### GIVEN TASK
Output every entry exactly as given.

Stored data

= = = = =

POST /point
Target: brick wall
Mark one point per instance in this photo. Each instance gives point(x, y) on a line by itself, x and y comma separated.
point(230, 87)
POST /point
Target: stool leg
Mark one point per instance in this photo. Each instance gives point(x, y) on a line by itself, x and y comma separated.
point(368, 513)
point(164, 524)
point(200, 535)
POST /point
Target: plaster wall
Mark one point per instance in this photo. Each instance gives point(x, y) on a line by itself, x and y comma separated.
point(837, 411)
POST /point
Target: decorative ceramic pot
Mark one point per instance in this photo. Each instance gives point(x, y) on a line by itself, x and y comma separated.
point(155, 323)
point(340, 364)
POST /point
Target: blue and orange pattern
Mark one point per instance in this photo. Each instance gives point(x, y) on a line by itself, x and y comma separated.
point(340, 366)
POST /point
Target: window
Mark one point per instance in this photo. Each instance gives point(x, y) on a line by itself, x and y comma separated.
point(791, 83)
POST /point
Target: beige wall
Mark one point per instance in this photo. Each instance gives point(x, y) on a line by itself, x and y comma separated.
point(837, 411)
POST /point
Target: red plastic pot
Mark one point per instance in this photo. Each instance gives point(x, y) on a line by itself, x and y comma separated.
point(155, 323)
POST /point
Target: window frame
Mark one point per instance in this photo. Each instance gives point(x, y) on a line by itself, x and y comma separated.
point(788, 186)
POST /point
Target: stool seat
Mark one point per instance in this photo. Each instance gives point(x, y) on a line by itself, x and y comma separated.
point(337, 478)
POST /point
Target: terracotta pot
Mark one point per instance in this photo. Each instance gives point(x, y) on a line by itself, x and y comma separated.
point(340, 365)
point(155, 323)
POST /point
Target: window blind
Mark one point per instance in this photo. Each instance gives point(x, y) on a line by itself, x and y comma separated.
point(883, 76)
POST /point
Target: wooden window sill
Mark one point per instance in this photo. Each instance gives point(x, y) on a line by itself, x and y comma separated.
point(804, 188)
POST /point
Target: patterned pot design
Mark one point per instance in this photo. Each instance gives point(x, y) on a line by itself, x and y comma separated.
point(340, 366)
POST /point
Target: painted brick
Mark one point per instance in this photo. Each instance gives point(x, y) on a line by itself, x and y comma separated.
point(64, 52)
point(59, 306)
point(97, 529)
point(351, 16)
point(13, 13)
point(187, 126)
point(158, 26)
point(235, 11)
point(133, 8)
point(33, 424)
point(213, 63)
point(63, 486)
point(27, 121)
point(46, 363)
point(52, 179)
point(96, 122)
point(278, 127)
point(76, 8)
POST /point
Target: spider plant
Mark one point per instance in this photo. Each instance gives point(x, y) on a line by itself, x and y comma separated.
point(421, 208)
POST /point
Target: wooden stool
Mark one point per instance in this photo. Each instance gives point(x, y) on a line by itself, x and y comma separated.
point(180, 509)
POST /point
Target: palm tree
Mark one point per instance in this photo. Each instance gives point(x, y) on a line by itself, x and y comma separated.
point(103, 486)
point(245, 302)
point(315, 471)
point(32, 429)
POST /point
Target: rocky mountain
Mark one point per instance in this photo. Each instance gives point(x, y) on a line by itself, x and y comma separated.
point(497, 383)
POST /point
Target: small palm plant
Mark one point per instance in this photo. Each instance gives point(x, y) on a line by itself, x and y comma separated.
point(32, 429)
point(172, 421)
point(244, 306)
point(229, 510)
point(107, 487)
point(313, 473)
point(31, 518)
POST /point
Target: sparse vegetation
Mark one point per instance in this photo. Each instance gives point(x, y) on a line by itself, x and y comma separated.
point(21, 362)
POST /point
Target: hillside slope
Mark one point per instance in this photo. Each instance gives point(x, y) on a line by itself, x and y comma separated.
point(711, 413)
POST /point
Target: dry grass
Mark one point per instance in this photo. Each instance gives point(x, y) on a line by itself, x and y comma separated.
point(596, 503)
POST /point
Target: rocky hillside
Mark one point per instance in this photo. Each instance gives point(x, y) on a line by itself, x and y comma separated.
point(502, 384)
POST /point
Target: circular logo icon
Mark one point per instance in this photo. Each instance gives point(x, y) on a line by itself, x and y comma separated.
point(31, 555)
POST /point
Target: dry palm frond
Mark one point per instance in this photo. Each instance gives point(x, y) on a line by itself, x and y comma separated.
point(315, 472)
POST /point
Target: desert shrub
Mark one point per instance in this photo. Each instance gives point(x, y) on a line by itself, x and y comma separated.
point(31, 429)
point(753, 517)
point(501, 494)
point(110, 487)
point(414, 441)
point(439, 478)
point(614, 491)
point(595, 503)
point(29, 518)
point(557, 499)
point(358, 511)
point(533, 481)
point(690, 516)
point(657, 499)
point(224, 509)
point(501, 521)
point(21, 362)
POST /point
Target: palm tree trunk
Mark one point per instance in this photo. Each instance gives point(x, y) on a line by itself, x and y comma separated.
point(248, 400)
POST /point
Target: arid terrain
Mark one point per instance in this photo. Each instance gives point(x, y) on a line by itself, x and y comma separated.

= = = = =

### RESPONSE
POST /point
Target: brick wall
Mark one point per instance in this photo. Each instance gives point(x, y) on a line by itself, x and y comma separated.
point(230, 87)
POST /point
Target: stool leg
Mark one point per instance in this photo. Each instance gives point(x, y) on a line by itself, x and y comma separated.
point(368, 513)
point(164, 524)
point(200, 535)
POST /point
Target: plaster wall
Mark one point per instance in this photo. Each instance gives point(x, y) on a line by itself, x and y comma separated.
point(837, 411)
POST /point
Target: decorative ceramic pot
Mark one point per instance in this photo. Each instance gives point(x, y) on a line by itself, x and y comma separated.
point(155, 323)
point(340, 364)
POST /point
Target: blue and orange pattern
Mark one point per instance in this photo. Each instance gives point(x, y) on a line by itself, x and y comma separated.
point(340, 366)
POST /point
Target: window
Mark one point per instance in this photo. Each instance gives point(x, y) on a line by itself, x and y comma separated.
point(791, 83)
POST /point
Target: beige wall
Mark one point per instance in this photo. Each instance gives point(x, y) on a line by itself, x and y comma separated.
point(837, 411)
POST /point
Target: red plastic pot
Mark one point per instance in this photo. Each instance gives point(x, y) on a line by itself, x and y comma separated.
point(155, 323)
POST /point
Target: window frame
Mark one point per instance in this photo. Each instance gives point(x, y) on a line by itself, x and y comma separated.
point(788, 186)
POST /point
Target: stool seat
Mark one point per instance in this photo. Each instance gives point(x, y) on a line by itself, x and y comma separated.
point(337, 478)
POST /point
Target: terracotta pot
Mark one point per instance in this photo. Each instance gives point(x, y) on a line by itself, x and y comma separated.
point(340, 365)
point(155, 323)
POST /point
Target: window blind
Mark one point per instance in this photo. Each instance gives point(x, y) on a line by itself, x and y comma separated.
point(883, 76)
POST /point
Target: wooden window sill
Mark one point per instance in this photo. Each instance gives point(x, y) on a line by itself, x and y comma separated.
point(804, 188)
POST /point
Target: patterned pot design
Mark one point per instance in this photo. Each instance gives point(x, y) on a line by itself, x and y comma separated.
point(340, 366)
POST /point
Target: painted brick
Mark one point per instance in this photo. Each instance gives point(x, y) on a line by itself, x and y comma separated.
point(64, 52)
point(59, 306)
point(97, 529)
point(351, 16)
point(13, 13)
point(187, 126)
point(158, 26)
point(235, 11)
point(133, 8)
point(33, 424)
point(213, 63)
point(63, 486)
point(27, 121)
point(46, 363)
point(52, 179)
point(96, 122)
point(278, 127)
point(76, 8)
POST /point
Target: spider plant
Mark one point per instance in this photo. Each instance gives point(x, y) on a line by itself, x and y comma separated.
point(421, 208)
POST /point
Target: wooden stool
Mark one point per instance in this photo. Each instance gives point(x, y) on a line by itself, x and y comma separated.
point(180, 509)
POST /point
Target: palm tree
Mark one point per instance in this photo. Each instance gives point(x, y) on a line by itself, x and y comma separated.
point(103, 486)
point(245, 302)
point(315, 471)
point(32, 429)
POST /point
Target: rocky mountain
Mark one point per instance in this photo. Each instance gives point(x, y) on a line by itself, x and y comma separated.
point(497, 383)
POST /point
Target: small palm plant
Mark one point per instance in this photo. Each instance gives point(x, y) on a line by itself, x and y comma separated.
point(32, 429)
point(172, 421)
point(244, 306)
point(229, 510)
point(107, 487)
point(313, 473)
point(31, 518)
POST /point
Target: sparse vegetation
Mark one point per instance in this photo. Each instance gives point(x, y) on a line by itself, x and y comma separated.
point(21, 362)
POST /point
Target: hillside slope
Mark one point per instance in this photo. Each instance gives point(x, y) on a line by itself, x and y comma separated.
point(711, 413)
POST /point
Target: dry grass
Mark one point per instance in this photo. Each instance gives point(x, y) on a line by itself, x and y comma separated.
point(596, 503)
POST /point
Target: rocky hillside
Mark one point per instance in this photo. Each instance gives point(x, y) on a line by itself, x and y comma separated.
point(502, 384)
POST /point
Target: circular logo icon
Mark one point per instance in this photo. Each instance gives point(x, y) on a line by itself, x and y comma separated.
point(31, 555)
POST /point
Target: dry palm frond
Mark one point per instance in this photo. Each instance gives point(x, y) on a line by itself, x and y comma separated.
point(315, 472)
POST /point
Target: desert shrub
Mark one point per instance in this photo. Each instance gives point(x, y) on a line by itself, x and y comma separated.
point(31, 429)
point(753, 517)
point(501, 494)
point(110, 487)
point(414, 441)
point(439, 478)
point(614, 491)
point(595, 503)
point(29, 518)
point(557, 499)
point(358, 511)
point(533, 481)
point(690, 516)
point(657, 499)
point(224, 509)
point(501, 521)
point(21, 362)
POST /point
Target: palm tree trunk
Mark one point per instance in this photo. Each instance gives point(x, y) on a line by itself, x and y comma separated.
point(248, 400)
POST /point
Target: arid terrain
Mark one point per instance in this photo. Each instance gives point(x, y) on a line by itself, x and y comma separated.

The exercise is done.